▸ THE PROBLEM
Each line of the material holding the word "background" must be identified and copied.

==== GIVEN DATA ====

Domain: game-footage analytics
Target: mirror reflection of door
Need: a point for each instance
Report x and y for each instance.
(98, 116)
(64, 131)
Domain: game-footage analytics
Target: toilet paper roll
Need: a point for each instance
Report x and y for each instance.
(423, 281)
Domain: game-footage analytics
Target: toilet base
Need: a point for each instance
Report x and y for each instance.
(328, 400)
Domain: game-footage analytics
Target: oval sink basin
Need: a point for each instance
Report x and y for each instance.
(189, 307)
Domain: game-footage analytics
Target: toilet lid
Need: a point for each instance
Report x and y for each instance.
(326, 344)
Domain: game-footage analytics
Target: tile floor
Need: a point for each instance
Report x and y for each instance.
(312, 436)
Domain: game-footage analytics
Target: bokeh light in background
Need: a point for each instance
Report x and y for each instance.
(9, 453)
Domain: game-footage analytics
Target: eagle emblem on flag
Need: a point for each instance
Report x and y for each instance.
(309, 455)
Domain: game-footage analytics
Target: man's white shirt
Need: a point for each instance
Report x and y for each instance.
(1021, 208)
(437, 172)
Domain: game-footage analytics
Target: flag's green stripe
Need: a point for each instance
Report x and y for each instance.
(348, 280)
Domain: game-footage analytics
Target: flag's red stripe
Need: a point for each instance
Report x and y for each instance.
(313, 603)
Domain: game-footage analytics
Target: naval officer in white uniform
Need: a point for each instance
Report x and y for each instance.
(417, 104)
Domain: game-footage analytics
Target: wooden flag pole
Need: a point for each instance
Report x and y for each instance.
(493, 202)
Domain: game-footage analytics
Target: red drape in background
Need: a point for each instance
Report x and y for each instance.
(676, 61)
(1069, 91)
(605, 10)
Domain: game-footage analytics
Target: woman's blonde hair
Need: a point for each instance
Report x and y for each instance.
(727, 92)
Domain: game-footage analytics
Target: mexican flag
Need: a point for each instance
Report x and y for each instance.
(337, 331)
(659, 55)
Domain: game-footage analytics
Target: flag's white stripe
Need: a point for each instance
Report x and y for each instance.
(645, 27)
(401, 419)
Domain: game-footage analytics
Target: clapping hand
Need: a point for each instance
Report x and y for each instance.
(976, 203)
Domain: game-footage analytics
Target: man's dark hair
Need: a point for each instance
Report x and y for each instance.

====

▸ RESPONSE AREA
Target: bokeh light in background
Target: red drape in background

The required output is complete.